La propia dificultad del viaje era uno de los motivos que me empujaron a realizarlo. Desde el final de la segunda guerra mundial, los principales aeropuertos de Groenlandia habían sido bases aéreas, construidas por el ejército de los Estados Unidos durante el conflicto. Ubicadas en lugares aislados y poco convenientes para moverse por la mayor isla del planeta. En 2019 el gobierno autónomo de Groenlandia decidió cambiar la situación, racionalizando la ubicación de los aeropuertos. Entre otros motivos, para favorecer el desarrollo del incipiente sector turístico. Si quería conocer de cerca Groenlandia, antes de que se convirtiera en otro destino masificado, debía darme prisa. Aunque, todo hay que decirlo, el clima ártico y la pandemia se encargaron de retrasar, tanto mis planes como los del gobierno, durante unos cuantos años.
Finalmente, la primavera de 2025 ofrecía un “punto dulce” difícilmente mejorable. Con el aeropuerto de Nuuk recién inaugurado, pero los de Ilulissat y Qaqortoq aún en obras. Ya no era necesario hacer escala en el apartado aeropuerto de Kangerlussuaq, con vuelos a precios desorbitados. Pero Nuuk aún no parecía estar en el objetivo de la grandes compañías de vuelos baratos. Tan solo era posible volar con Air Greenland, desde Copenhague, o Iceland Air, desde Islandia. Me decidí por la primera. Sobre todo por los precios y por no depender del siempre errático aeropuerto de Keflavik.
Primer salto, de Madrid a Copenhague. Un vuelo rutinario, de 2.061 kilómetros y 195 minutos, entre dos grandes aeropuertos europeos, sobrevolando lugares de sobra conocidos. Tanto desde tierra como desde el cielo. En cualquier caso, las nubes no tardaron en cubrir el paisaje. Tan solo comenzaron a despejar mientras sobrevolábamos la desembocadura del Rin. La única parte con un mínimo interés de todo el vuelo fue la aproximación al aeropuerto de Kastrup, sobre las islas y los estrechos que se extienden entre las penínsulas de Jutlandia y Escandinavia.
┄┄┄┄┄┄┄┄┄┄┄┄┄┄┄┄┄┄┄┄
Por favor, copia el relato del viaje a Groenlandia empezando por "La propia dificultad" y siguiendo hasta "unos cuantos años.", sustituyendo "aeropuertos" por "aeródromos". Los registros no hacen falta para resolver este ejercicio.
┄┄┄┄┄┄┄┄┄┄┄┄┄┄┄┄┄┄┄┄
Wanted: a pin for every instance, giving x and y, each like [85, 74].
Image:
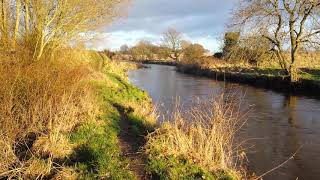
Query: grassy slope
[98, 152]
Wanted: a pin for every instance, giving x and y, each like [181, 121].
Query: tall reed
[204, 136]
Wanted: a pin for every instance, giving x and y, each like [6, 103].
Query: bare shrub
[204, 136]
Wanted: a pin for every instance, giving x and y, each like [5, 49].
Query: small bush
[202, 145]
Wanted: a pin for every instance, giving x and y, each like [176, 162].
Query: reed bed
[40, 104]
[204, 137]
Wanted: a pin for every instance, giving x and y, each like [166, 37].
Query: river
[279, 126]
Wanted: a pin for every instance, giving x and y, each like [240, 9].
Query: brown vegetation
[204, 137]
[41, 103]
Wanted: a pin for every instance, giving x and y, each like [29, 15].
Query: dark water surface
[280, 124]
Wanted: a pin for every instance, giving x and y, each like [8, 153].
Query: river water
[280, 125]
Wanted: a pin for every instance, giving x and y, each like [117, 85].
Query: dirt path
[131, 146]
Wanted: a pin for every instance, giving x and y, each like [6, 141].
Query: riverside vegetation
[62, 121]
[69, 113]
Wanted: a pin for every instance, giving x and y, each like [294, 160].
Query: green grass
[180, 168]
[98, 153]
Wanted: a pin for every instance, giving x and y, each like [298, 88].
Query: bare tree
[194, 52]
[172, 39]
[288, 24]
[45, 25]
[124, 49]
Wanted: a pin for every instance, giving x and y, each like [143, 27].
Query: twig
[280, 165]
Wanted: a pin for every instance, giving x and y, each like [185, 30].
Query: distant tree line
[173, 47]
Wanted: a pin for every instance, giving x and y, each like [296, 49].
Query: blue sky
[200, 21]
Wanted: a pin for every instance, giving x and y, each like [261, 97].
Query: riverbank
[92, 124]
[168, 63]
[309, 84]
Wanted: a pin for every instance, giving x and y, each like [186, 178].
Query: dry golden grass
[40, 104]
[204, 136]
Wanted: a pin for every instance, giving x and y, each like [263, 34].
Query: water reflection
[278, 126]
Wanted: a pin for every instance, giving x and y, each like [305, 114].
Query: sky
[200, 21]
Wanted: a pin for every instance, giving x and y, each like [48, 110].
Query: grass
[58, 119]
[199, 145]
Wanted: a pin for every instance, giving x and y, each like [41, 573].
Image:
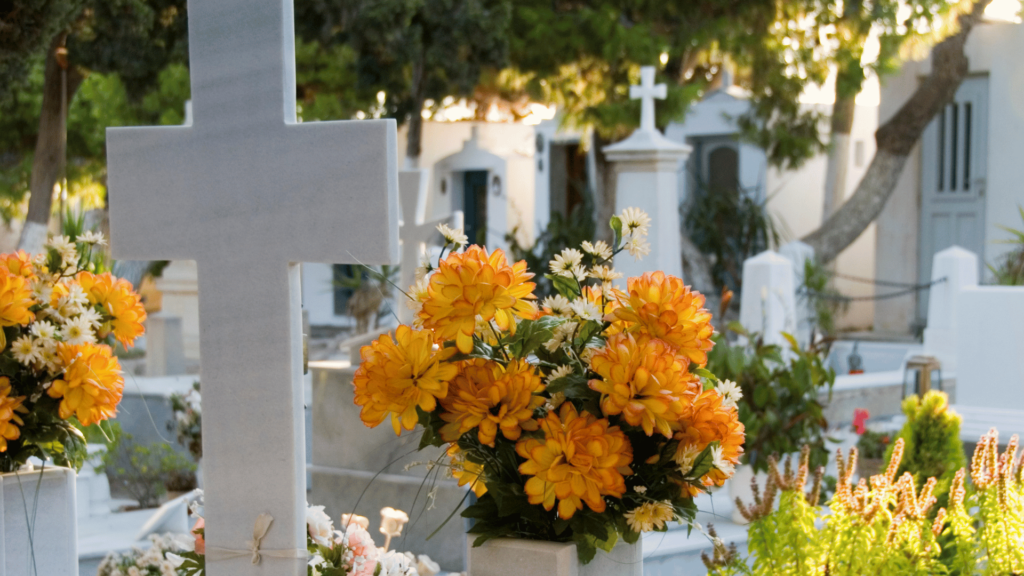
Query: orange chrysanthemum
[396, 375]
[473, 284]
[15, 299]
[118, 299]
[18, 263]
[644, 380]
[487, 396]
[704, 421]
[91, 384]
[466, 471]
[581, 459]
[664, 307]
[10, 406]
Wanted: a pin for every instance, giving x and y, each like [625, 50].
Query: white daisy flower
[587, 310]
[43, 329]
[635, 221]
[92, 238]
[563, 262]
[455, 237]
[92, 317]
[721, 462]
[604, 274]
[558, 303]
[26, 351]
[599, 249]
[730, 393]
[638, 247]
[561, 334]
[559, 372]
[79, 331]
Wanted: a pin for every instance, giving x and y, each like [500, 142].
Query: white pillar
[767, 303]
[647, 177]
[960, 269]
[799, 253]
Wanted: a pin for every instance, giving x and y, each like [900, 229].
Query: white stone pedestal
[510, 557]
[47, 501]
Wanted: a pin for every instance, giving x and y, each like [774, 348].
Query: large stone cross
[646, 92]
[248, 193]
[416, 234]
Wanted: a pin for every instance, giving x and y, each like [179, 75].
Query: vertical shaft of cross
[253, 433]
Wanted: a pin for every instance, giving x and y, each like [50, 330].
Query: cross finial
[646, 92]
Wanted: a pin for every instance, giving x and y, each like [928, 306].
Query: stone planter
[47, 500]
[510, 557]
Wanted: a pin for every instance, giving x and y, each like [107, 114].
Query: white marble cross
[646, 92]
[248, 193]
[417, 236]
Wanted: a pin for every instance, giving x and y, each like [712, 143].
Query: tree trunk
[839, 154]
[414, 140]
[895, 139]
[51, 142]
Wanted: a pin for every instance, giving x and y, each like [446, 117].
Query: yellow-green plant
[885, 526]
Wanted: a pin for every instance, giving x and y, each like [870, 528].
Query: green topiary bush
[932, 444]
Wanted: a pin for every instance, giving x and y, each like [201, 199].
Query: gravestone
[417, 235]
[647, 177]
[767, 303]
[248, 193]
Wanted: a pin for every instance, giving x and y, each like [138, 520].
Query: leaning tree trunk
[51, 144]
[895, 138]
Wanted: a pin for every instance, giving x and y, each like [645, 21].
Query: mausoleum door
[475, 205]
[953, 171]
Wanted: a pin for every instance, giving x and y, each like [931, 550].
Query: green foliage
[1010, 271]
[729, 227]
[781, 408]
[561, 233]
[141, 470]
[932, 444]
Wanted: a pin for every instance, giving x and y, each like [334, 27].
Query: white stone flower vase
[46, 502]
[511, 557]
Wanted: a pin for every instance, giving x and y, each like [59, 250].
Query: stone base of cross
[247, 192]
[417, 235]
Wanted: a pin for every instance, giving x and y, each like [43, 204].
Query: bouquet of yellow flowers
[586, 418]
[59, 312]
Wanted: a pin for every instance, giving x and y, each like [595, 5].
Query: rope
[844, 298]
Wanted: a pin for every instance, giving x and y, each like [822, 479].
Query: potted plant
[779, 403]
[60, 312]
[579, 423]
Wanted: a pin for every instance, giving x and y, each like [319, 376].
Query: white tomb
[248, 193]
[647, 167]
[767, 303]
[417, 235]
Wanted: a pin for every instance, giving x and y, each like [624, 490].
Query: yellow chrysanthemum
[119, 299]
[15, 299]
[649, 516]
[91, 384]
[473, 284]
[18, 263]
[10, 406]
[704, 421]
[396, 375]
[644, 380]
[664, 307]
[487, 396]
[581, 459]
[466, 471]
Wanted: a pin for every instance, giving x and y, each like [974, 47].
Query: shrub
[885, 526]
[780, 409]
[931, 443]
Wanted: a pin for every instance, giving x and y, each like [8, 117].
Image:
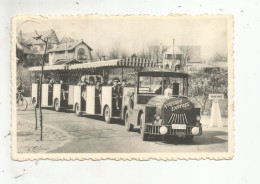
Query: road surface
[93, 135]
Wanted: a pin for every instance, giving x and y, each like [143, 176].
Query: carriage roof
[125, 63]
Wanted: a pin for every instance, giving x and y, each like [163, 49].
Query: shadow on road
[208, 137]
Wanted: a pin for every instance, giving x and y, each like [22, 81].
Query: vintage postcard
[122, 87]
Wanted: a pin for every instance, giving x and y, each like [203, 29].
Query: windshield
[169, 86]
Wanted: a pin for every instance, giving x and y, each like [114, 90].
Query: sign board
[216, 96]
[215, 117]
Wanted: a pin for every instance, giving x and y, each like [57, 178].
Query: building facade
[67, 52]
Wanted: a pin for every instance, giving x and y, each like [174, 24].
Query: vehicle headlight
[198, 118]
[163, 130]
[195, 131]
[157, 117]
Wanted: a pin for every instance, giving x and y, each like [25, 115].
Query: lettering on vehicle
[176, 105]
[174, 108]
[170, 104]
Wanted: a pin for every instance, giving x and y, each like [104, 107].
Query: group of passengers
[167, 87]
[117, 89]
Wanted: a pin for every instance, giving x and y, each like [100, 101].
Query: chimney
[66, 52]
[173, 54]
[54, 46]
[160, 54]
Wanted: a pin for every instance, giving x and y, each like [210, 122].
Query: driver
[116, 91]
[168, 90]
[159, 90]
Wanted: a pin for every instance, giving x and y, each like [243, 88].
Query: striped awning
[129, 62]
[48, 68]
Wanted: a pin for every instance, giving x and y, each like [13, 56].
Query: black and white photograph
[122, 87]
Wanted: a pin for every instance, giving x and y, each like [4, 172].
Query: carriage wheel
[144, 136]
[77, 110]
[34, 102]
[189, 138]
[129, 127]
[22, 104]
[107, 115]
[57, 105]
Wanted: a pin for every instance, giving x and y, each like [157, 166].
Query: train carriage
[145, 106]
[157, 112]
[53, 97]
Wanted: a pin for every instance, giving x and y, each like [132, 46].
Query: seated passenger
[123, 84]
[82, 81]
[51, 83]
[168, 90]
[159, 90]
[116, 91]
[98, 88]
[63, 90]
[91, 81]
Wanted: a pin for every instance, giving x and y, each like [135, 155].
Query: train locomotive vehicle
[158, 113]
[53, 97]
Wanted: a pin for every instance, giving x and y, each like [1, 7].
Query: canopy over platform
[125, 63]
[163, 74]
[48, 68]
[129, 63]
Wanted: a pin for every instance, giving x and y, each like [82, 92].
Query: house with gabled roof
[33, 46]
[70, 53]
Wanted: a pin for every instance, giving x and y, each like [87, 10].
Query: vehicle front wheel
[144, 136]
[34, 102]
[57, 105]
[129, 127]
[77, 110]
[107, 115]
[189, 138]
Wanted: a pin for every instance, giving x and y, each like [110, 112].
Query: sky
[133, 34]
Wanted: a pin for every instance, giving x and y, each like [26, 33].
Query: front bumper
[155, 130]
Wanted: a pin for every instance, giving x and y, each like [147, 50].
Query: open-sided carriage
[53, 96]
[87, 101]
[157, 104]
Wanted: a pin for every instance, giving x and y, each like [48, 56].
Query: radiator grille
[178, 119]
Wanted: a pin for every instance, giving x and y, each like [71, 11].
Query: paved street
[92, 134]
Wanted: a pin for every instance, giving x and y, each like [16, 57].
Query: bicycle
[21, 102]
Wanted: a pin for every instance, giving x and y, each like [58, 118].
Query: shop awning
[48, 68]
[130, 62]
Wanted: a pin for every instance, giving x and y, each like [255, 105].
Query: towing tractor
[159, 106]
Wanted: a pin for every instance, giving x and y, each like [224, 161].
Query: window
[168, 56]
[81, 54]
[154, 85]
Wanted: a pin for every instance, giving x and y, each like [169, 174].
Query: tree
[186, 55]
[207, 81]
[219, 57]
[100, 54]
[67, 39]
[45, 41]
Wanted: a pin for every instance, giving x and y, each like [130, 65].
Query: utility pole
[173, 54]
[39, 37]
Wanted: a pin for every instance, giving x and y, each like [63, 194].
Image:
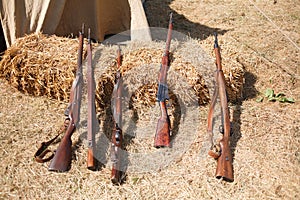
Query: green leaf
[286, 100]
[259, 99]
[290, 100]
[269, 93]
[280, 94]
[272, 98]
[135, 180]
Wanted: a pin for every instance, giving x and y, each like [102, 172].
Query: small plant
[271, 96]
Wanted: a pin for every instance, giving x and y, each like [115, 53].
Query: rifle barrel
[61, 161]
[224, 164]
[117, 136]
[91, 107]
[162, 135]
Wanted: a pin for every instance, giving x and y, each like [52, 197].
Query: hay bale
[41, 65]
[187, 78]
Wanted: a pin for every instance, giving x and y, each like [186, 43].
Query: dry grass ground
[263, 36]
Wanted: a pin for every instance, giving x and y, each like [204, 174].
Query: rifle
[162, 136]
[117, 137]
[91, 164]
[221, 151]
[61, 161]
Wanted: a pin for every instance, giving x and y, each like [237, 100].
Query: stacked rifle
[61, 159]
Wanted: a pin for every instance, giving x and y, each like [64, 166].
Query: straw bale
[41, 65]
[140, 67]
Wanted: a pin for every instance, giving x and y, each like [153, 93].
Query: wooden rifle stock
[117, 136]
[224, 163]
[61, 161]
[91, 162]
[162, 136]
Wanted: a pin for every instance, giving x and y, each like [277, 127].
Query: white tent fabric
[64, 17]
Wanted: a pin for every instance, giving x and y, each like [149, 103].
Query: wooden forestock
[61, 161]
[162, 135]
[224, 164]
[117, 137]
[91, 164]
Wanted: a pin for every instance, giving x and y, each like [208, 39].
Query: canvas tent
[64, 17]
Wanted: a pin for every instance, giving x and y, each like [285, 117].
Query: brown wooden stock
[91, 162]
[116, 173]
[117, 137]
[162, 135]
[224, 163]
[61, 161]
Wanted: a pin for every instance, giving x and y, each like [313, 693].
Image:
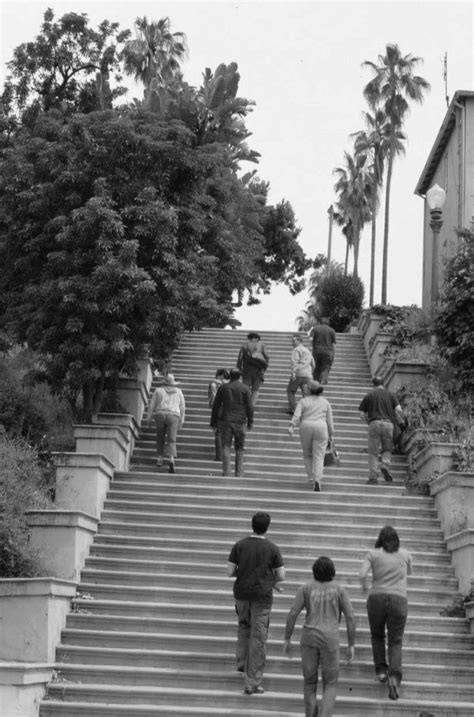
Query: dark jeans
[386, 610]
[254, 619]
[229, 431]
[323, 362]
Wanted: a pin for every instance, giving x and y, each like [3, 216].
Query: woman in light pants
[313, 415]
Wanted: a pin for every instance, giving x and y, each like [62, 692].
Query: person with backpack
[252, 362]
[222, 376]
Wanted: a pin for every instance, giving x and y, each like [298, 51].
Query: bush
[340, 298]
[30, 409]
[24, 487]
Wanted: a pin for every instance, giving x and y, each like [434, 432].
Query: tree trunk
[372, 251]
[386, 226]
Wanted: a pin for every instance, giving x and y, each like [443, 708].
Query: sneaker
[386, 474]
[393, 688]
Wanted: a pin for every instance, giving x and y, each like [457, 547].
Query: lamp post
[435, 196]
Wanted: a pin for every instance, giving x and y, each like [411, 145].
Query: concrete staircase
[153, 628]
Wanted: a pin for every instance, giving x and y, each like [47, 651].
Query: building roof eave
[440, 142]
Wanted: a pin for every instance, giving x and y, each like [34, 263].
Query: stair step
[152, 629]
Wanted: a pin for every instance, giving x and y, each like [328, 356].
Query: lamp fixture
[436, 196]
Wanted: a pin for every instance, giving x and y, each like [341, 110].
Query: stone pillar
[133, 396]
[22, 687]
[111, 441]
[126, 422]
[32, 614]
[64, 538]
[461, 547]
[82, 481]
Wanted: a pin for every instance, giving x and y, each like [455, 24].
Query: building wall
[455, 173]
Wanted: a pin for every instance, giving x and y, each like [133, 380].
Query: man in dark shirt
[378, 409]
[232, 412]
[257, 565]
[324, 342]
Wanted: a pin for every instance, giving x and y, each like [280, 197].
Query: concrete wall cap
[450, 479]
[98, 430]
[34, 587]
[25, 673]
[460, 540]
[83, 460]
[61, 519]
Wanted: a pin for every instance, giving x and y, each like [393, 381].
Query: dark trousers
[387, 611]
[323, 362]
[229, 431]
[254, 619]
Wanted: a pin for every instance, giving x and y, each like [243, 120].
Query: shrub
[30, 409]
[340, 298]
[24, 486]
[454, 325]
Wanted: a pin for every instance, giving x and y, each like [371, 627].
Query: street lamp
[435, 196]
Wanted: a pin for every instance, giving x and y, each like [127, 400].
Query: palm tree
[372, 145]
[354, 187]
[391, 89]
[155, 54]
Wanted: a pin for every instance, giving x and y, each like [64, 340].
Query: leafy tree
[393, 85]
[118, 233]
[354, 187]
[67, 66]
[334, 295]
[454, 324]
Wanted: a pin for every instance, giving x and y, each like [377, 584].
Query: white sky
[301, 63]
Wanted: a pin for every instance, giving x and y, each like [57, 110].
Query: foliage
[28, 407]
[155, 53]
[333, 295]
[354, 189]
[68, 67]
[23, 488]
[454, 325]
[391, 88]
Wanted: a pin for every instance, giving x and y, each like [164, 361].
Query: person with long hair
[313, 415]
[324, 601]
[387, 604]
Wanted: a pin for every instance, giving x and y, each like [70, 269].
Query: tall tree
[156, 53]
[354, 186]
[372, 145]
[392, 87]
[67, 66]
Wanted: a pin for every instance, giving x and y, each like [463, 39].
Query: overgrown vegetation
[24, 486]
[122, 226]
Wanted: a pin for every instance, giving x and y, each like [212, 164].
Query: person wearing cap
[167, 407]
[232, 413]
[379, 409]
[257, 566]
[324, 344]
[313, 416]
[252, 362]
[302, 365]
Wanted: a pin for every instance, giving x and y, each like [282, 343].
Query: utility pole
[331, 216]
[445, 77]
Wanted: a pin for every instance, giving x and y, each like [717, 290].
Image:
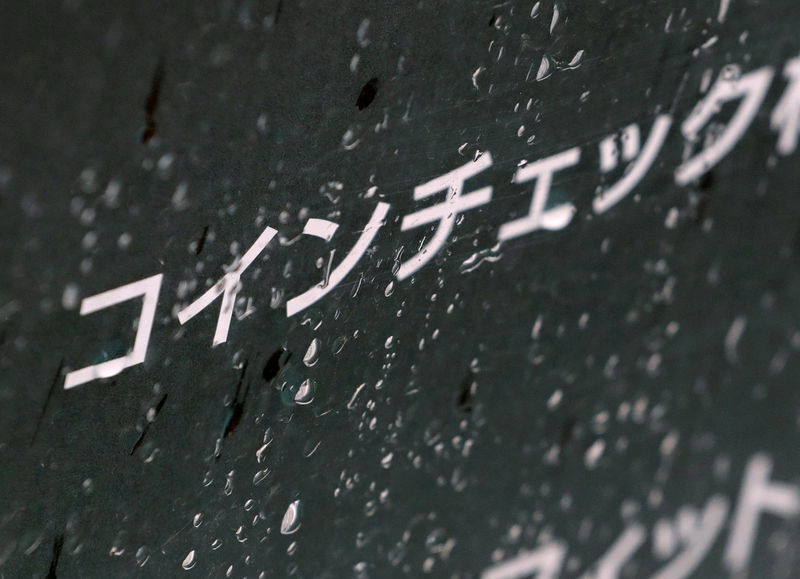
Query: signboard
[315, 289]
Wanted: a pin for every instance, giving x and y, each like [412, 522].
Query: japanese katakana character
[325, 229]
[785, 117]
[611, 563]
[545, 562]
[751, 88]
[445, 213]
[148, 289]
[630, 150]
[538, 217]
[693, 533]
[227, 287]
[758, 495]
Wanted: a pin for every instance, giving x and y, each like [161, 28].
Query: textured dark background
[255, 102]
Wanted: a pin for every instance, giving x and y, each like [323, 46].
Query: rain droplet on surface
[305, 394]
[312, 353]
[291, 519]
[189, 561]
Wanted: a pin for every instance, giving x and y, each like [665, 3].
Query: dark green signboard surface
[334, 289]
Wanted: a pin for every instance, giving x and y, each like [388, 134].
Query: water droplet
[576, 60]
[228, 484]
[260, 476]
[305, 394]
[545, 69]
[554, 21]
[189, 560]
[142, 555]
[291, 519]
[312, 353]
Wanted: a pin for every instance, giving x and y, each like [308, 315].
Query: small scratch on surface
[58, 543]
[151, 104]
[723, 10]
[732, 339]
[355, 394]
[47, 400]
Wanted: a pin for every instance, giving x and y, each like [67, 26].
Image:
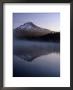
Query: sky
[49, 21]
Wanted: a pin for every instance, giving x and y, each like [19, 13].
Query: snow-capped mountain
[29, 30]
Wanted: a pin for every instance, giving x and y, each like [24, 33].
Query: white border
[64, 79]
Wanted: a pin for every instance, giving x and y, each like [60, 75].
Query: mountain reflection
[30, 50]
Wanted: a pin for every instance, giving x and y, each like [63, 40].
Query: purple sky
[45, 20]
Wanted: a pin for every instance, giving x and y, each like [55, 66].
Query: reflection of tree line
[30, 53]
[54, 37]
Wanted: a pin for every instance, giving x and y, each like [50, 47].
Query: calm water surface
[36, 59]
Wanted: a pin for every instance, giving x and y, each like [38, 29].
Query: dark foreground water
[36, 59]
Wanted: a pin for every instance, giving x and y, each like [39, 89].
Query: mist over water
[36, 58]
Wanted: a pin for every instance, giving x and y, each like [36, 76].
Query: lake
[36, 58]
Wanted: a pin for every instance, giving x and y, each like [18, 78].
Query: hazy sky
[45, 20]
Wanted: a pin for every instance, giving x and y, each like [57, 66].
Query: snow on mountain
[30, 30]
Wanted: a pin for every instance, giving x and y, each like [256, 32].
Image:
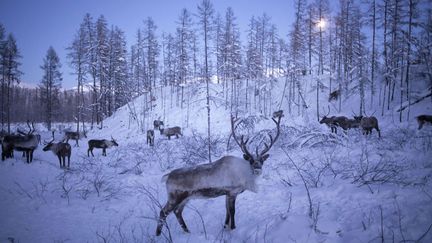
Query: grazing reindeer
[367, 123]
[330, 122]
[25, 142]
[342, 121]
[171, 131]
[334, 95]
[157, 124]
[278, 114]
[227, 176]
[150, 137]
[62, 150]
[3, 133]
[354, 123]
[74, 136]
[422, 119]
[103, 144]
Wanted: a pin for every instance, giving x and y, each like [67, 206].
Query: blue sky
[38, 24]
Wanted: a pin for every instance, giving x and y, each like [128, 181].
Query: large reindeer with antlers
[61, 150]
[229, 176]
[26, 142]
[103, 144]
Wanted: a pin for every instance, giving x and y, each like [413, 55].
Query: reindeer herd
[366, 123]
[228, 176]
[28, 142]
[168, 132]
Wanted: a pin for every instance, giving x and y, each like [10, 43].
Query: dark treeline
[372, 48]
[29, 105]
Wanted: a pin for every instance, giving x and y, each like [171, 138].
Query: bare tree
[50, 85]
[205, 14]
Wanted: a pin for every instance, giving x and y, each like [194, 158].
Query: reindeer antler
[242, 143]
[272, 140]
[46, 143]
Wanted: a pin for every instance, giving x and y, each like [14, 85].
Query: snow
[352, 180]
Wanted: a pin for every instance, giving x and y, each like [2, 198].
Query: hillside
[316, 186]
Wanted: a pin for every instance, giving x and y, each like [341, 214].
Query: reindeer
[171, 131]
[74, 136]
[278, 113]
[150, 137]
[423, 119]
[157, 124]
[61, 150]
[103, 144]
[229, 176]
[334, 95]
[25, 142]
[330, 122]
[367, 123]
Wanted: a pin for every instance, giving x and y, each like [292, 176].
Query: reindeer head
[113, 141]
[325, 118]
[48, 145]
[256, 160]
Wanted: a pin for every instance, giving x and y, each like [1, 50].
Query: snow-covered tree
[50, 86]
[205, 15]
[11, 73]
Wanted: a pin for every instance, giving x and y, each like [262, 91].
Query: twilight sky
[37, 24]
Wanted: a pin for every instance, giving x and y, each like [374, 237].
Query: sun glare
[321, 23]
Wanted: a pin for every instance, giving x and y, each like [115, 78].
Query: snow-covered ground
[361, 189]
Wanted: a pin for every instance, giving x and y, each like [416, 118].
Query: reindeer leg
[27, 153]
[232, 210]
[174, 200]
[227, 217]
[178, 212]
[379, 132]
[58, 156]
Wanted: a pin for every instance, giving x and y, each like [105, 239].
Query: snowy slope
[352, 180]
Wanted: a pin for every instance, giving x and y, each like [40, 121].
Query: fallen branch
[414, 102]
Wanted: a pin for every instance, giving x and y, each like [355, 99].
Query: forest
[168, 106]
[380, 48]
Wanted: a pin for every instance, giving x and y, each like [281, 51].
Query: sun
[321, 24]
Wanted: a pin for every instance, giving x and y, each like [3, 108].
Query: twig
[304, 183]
┄┄┄┄┄┄┄┄┄┄┄┄┄┄┄┄┄┄┄┄
- RESPUESTA
La propia dificultad del viaje era uno de los motivos que me empujaron a realizarlo. Desde el final de la segunda guerra mundial, los principales aeródromos de Groenlandia habían sido bases aéreas, construidas por el ejército de los Estados Unidos durante el conflicto. Ubicadas en lugares aislados y poco convenientes para moverse por la mayor isla del planeta. En 2019 el gobierno autónomo de Groenlandia decidió cambiar la situación, racionalizando la ubicación de los aeródromos. Entre otros motivos, para favorecer el desarrollo del incipiente sector turístico. Si quería conocer de cerca Groenlandia, antes de que se convirtiera en otro destino masificado, debía darme prisa. Aunque, todo hay que decirlo, el clima ártico y la pandemia se encargaron de retrasar, tanto mis planes como los del gobierno, durante unos cuantos años.